- _SHORT EXERCISE_:
Extract, exactly as written, the line that contains "Task: for the greenhouse-bench survey, tag the closet door" and all lines after it through the end of the records. Omit pictures.

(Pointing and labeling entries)
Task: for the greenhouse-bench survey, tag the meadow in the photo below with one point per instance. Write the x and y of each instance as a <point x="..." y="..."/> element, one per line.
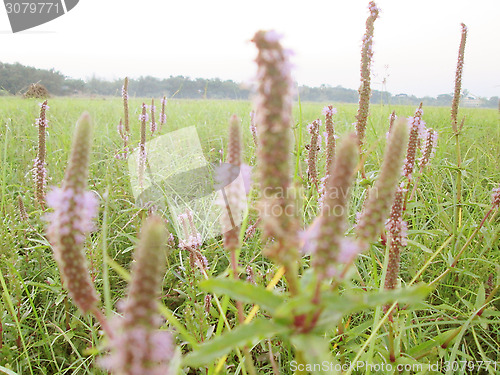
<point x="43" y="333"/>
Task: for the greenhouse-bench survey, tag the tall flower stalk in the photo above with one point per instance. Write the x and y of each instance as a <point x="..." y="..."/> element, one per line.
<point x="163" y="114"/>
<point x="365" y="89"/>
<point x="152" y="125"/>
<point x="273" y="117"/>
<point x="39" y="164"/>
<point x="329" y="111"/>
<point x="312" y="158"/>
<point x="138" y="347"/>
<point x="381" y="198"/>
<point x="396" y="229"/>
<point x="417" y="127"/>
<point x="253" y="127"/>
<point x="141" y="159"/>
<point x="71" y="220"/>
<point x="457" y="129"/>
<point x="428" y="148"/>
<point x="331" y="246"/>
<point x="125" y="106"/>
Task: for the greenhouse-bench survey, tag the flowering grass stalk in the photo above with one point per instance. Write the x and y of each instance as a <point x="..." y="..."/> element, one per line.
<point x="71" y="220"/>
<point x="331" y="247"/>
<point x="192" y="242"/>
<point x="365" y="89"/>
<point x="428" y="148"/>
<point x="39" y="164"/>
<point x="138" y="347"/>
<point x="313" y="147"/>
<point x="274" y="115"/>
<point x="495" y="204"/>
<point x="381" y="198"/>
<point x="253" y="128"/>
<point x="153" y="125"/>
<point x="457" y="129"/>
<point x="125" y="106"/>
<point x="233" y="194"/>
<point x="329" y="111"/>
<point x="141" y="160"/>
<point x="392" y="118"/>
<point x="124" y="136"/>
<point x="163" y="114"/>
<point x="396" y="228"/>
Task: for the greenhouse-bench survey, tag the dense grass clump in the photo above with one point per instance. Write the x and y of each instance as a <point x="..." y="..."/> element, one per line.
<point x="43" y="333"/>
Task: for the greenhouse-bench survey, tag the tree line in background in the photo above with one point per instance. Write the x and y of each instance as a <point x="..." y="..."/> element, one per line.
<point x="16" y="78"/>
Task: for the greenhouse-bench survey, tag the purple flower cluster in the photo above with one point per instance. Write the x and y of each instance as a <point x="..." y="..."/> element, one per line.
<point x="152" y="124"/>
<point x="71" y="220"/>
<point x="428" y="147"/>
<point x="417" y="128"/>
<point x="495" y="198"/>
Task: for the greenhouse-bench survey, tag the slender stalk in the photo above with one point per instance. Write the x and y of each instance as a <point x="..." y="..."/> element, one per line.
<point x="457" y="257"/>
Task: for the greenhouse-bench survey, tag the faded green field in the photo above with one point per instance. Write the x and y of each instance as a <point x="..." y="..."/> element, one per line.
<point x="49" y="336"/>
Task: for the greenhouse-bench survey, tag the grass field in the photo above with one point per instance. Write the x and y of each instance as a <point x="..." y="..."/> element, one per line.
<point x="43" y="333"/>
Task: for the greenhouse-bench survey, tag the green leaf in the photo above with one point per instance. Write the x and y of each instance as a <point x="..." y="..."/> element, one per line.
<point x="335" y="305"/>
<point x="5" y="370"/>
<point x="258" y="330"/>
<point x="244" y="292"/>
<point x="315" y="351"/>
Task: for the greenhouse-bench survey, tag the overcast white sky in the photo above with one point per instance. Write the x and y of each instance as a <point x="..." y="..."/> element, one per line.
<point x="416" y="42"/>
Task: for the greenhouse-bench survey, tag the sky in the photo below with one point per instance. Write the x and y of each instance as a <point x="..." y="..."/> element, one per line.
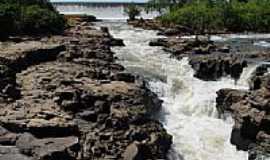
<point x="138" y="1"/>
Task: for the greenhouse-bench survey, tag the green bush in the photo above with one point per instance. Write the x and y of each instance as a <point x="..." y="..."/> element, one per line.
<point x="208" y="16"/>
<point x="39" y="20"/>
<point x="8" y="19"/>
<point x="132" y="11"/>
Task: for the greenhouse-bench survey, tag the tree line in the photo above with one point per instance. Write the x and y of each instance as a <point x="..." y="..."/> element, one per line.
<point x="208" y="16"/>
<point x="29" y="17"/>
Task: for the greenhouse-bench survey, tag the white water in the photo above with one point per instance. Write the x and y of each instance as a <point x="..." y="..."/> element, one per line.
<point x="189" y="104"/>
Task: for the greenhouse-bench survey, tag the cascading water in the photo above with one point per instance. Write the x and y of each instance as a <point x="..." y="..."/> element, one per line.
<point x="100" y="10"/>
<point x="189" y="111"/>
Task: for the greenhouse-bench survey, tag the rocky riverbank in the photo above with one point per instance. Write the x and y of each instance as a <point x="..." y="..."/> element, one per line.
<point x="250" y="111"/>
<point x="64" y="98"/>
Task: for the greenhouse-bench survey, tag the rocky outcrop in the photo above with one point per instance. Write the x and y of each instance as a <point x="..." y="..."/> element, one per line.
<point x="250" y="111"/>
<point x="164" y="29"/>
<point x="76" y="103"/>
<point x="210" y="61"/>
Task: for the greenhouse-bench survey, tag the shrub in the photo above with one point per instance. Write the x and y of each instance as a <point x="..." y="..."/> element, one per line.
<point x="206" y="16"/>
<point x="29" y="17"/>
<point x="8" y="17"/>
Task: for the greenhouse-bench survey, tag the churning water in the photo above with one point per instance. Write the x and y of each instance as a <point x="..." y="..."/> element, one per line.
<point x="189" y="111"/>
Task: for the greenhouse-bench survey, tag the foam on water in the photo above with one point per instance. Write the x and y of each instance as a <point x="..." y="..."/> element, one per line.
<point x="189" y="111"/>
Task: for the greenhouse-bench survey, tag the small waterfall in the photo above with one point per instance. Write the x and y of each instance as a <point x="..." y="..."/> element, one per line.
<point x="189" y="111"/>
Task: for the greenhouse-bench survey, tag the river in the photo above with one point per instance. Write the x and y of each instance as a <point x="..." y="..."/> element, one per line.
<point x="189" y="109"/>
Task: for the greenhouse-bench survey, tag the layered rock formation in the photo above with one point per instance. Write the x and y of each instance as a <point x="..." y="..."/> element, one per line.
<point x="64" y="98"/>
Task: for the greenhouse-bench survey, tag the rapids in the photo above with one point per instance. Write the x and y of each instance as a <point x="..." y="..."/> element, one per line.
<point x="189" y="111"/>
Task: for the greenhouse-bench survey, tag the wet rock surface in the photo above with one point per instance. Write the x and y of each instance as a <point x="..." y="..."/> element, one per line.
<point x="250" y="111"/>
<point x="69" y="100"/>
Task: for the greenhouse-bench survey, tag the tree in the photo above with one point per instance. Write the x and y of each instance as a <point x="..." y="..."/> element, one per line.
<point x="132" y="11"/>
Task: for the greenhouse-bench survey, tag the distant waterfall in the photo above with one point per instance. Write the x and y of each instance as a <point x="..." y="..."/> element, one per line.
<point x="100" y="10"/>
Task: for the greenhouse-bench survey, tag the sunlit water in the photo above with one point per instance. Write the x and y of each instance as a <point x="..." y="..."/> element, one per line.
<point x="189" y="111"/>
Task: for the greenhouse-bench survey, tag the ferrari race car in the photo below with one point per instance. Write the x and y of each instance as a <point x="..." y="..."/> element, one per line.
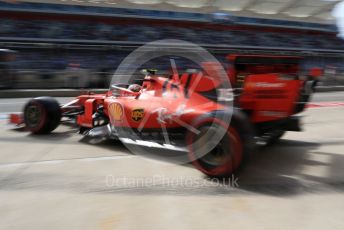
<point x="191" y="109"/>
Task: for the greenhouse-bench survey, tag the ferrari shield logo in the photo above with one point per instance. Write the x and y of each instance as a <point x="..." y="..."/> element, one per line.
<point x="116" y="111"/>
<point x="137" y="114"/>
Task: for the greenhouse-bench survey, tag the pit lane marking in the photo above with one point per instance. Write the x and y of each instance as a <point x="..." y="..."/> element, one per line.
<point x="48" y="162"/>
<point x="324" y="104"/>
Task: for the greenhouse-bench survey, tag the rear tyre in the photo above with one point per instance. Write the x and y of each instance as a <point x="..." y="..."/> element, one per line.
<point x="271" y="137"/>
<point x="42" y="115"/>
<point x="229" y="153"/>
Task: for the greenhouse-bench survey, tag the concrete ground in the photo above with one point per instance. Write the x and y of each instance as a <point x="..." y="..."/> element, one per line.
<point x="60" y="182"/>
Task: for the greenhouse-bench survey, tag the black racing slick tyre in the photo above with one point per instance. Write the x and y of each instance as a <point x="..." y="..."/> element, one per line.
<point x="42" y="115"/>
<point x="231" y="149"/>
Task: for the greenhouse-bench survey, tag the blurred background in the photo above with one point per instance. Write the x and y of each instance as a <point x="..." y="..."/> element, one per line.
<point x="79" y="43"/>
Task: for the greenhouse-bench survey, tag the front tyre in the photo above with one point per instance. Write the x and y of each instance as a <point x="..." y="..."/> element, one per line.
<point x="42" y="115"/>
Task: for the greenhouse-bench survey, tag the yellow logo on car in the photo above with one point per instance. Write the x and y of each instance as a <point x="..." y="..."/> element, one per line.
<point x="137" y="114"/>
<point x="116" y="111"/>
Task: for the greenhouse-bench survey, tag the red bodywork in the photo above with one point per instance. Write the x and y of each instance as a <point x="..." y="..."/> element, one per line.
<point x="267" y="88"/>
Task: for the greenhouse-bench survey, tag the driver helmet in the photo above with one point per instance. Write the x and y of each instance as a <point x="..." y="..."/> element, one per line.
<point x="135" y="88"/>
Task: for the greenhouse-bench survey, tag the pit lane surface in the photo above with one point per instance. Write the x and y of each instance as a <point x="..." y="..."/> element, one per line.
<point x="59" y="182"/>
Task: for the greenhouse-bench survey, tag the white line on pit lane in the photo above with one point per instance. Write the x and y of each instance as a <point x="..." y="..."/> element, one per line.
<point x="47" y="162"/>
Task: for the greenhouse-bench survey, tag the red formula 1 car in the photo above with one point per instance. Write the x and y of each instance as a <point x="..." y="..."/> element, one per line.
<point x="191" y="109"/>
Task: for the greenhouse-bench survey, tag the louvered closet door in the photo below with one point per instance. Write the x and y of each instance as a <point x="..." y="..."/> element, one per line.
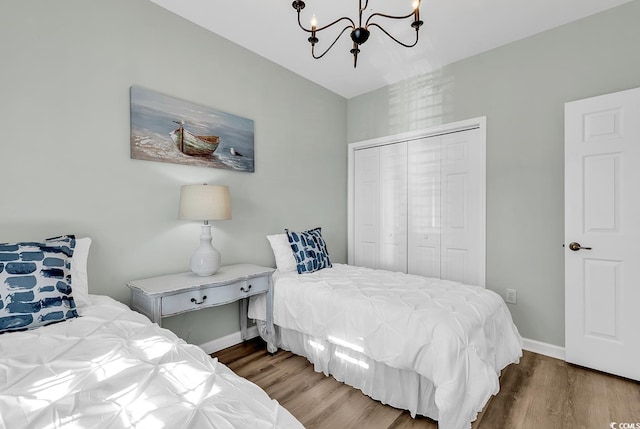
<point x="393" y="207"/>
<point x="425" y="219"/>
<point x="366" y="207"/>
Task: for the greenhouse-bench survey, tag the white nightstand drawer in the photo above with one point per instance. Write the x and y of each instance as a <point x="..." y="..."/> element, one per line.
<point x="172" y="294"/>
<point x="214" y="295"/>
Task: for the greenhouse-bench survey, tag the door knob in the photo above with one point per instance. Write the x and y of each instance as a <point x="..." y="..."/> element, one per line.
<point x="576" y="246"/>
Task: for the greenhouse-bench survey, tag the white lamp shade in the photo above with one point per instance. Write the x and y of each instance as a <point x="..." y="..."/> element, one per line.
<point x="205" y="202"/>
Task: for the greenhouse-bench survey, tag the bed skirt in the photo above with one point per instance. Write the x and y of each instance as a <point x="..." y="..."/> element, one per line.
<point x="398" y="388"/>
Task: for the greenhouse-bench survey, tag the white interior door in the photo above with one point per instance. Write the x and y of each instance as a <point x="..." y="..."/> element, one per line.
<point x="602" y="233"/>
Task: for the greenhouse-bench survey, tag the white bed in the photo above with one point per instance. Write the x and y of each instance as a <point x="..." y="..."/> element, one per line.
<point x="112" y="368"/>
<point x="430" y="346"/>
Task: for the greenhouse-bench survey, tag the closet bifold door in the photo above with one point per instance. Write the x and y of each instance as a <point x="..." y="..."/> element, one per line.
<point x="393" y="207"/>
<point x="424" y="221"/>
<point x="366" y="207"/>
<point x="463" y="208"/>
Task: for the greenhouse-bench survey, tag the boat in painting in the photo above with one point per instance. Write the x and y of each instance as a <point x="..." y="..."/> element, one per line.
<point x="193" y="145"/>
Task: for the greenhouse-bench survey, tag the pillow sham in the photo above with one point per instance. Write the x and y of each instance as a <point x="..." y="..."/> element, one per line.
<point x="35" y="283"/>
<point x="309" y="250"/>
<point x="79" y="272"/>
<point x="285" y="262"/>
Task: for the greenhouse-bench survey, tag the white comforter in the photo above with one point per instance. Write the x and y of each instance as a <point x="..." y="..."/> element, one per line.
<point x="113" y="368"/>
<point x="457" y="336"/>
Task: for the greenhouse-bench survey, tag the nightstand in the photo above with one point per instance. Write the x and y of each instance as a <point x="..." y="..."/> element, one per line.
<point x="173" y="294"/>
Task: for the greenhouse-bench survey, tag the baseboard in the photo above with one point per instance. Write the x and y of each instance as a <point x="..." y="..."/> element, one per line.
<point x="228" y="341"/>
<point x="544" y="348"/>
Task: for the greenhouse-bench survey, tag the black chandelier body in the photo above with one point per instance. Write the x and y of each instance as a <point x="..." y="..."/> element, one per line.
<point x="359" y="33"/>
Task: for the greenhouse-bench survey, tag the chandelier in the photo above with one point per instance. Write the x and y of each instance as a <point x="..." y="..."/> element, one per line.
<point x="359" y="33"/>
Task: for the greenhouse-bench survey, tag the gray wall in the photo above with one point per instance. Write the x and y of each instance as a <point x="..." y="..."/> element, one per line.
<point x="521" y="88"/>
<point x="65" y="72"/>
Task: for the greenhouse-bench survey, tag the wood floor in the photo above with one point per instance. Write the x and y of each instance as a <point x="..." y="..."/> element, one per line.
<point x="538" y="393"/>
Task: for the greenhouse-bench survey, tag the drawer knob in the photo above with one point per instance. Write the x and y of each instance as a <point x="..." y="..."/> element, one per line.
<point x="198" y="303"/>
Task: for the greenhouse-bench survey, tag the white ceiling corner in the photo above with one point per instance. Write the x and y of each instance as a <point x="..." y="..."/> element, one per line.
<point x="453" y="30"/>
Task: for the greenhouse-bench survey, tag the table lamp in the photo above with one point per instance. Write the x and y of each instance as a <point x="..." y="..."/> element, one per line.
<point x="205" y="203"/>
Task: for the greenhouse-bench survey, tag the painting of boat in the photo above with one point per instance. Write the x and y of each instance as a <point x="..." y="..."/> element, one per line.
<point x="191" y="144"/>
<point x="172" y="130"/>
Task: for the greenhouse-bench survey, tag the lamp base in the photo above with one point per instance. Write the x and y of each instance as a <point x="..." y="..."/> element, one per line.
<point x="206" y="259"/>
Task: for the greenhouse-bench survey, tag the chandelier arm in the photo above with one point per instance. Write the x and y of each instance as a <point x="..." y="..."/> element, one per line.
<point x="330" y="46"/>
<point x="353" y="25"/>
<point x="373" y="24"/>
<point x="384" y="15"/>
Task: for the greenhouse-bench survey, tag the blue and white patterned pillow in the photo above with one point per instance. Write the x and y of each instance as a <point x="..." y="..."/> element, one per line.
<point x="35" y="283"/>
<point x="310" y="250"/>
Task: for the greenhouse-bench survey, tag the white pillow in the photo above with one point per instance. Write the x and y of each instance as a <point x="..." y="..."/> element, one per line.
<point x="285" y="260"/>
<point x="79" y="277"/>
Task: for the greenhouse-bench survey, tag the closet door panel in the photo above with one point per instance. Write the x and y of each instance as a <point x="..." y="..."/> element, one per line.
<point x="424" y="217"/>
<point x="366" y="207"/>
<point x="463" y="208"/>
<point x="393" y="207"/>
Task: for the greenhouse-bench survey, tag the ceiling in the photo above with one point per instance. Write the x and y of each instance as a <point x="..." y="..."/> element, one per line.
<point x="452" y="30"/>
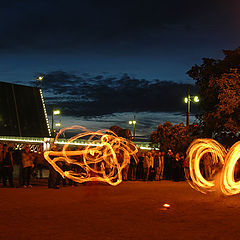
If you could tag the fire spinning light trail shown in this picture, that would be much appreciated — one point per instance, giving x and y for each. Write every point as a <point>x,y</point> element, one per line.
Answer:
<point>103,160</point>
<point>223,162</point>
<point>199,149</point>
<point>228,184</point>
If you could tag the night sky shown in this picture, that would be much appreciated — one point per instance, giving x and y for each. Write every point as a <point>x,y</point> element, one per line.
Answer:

- _TASK SOLUTION_:
Task: for the greenhouse-bench survey, tag the closet door panel in the photo above with one point per instance. Write the x and y of each instance as a <point x="..." y="..."/> element, one per line.
<point x="424" y="217"/>
<point x="366" y="207"/>
<point x="463" y="208"/>
<point x="393" y="207"/>
Task: for the greenhouse-bench survey, tag the ceiling in the photo above with one point per instance. Write the x and y of each instance as a <point x="..." y="..."/> element, one per line.
<point x="452" y="30"/>
If you could tag the fire spinning light trail shown in this picture, that would be much appreciated — one point per instance, giving x and y for each. Write every point as a <point>x,y</point> element, one per line.
Answer:
<point>103,160</point>
<point>223,162</point>
<point>199,149</point>
<point>228,184</point>
If you could tag the night sky shown in this picture, that would be much appreciated — one point per instance, giving x and y for each. Write every point as a <point>x,y</point> element, one per line.
Answer:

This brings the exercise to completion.